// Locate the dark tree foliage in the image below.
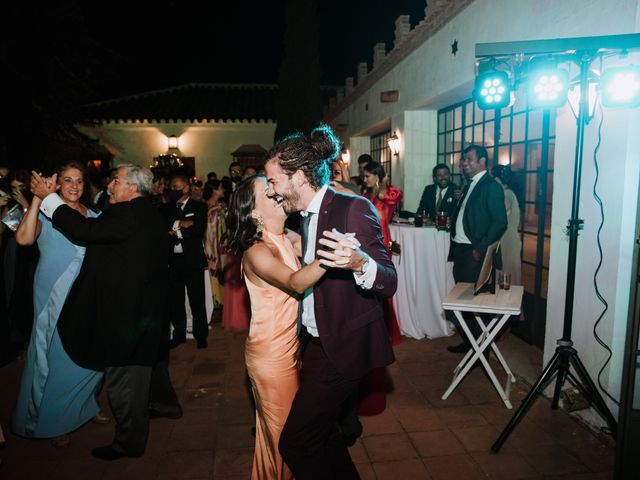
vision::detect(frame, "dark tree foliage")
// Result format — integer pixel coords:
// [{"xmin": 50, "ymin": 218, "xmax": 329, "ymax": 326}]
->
[
  {"xmin": 275, "ymin": 0, "xmax": 322, "ymax": 140},
  {"xmin": 0, "ymin": 0, "xmax": 113, "ymax": 170}
]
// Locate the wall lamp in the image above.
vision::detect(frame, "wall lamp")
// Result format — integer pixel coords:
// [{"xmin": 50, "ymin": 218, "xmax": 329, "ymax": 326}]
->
[
  {"xmin": 387, "ymin": 132, "xmax": 400, "ymax": 157},
  {"xmin": 340, "ymin": 148, "xmax": 351, "ymax": 165},
  {"xmin": 167, "ymin": 135, "xmax": 178, "ymax": 150}
]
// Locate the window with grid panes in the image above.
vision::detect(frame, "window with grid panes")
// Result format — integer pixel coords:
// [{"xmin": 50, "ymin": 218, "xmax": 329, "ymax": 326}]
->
[
  {"xmin": 370, "ymin": 130, "xmax": 392, "ymax": 185},
  {"xmin": 438, "ymin": 92, "xmax": 555, "ymax": 298}
]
+ + +
- _Problem_
Write out the full set of lines verbatim, without the pictures.

- _Solution to the exercise_
// Locate the dark tree foliage in the image below.
vision::detect(frame, "dark tree foliage")
// Result format — integer pixel coords:
// [{"xmin": 50, "ymin": 218, "xmax": 329, "ymax": 326}]
->
[
  {"xmin": 275, "ymin": 0, "xmax": 322, "ymax": 140},
  {"xmin": 0, "ymin": 0, "xmax": 113, "ymax": 170}
]
// Locate the wall lamp in the image above.
vision::detect(frame, "wall lamp")
// Result format — integer pixel coords:
// [{"xmin": 50, "ymin": 218, "xmax": 329, "ymax": 326}]
->
[
  {"xmin": 387, "ymin": 132, "xmax": 400, "ymax": 157},
  {"xmin": 340, "ymin": 148, "xmax": 351, "ymax": 165},
  {"xmin": 167, "ymin": 135, "xmax": 178, "ymax": 150}
]
// Locate the window with grid panes in the image above.
vision::detect(frame, "window with grid panes")
// Result format — integer pixel coords:
// [{"xmin": 50, "ymin": 218, "xmax": 329, "ymax": 326}]
->
[
  {"xmin": 370, "ymin": 130, "xmax": 392, "ymax": 185},
  {"xmin": 438, "ymin": 92, "xmax": 555, "ymax": 298}
]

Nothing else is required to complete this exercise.